━━━━━ RECORD EXCERPTS ━━━━━
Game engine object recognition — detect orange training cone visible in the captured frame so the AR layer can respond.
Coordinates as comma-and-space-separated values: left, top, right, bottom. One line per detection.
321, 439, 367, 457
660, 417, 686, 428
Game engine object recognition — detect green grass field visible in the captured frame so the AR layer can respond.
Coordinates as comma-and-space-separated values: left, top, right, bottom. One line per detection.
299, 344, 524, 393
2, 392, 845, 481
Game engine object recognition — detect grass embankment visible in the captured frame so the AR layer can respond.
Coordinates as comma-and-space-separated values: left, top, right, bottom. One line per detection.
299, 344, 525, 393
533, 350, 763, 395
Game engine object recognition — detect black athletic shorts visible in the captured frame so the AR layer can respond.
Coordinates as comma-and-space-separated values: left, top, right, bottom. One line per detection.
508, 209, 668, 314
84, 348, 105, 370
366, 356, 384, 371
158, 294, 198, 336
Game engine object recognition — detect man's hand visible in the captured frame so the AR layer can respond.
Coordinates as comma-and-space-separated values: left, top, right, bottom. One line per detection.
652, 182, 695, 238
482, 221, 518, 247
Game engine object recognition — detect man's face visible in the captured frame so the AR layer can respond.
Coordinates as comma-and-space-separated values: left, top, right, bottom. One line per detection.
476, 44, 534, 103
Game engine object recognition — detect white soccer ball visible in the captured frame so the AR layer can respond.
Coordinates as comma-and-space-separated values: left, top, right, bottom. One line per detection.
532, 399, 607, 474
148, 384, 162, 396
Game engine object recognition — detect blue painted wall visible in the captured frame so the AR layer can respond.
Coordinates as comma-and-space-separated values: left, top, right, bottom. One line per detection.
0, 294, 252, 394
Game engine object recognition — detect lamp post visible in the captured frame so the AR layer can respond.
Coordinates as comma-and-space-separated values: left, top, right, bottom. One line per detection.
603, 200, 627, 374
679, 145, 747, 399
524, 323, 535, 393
━━━━━
» **WHAT NEEDS TO BE DONE**
Go through the lines above. Select every one that has the string "grass".

» **YOUR RESPONSE**
Game engine object recognition — detect green grass field visible in the captured frame so the AR layer can respond.
Game engine object recognition — detect grass embankment visible in the captured frame so the AR layer can respond.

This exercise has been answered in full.